For me and for many of the diaspora, Biafra is a presence that haunts us. It is a part of our history that is not spoken about and yet we try to make sense of it by reading, watching plays and attending lectures. All of this in an attempt to understand this dream that was on the cusp of being realised and yet failed so painfully.
I was two when the war began and four when it ended. This was a civil war in Nigeria fought between the Nigerian government and the eastern region of Nigeria. Predominantly the home of the Igbo people, the eastern region – in response to violence and massacres, as well as political, economic, cultural and religious tensions – declared itself the State of Biafra on 30 May 1967 and seceded from Nigeria.
Nigeria was a creation of the British in 1914. It was established for colonial administrative convenience. It merged three separate cultures into one. To the north were the Fulani and Hausa-speaking people, often nomadic, principally of the Muslim faith. To the west of the River Niger were the Yoruba, largely farmers living under a rigid monarchical system and Christian. To the east were the predominantly Igbo-speaking people, also Christian, but with a strain of Judaism and more republican in their outlook. Nigeria is not (and never has been) a cohesive whole. However, in 1960, Nigeria was granted independence. Violence and coups ensued.

■ ■ ■

## GIVEN PROBLEM 1
Name every year that appears in the passage on Biafra.
## GIVEN PROBLEM 2
Print the part of the passage on Biafra from "For me and for" up to and including "failed so painfully.".
The lines that come after this text have nothing to do with it.

## DATA EXTRACT
■ ■ ■

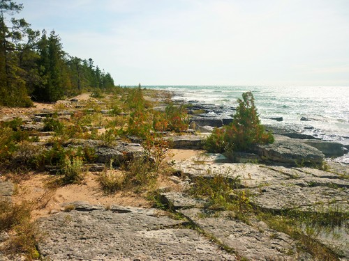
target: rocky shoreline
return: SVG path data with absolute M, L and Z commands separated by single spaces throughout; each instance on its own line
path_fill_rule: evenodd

■ ■ ■

## WRITTEN ANSWER 1
1967, 1914, 1960

## WRITTEN ANSWER 2
For me and for many of the diaspora, Biafra is a presence that haunts us. It is a part of our history that is not spoken about and yet we try to make sense of it by reading, watching plays and attending lectures. All of this in an attempt to understand this dream that was on the cusp of being realised and yet failed so painfully.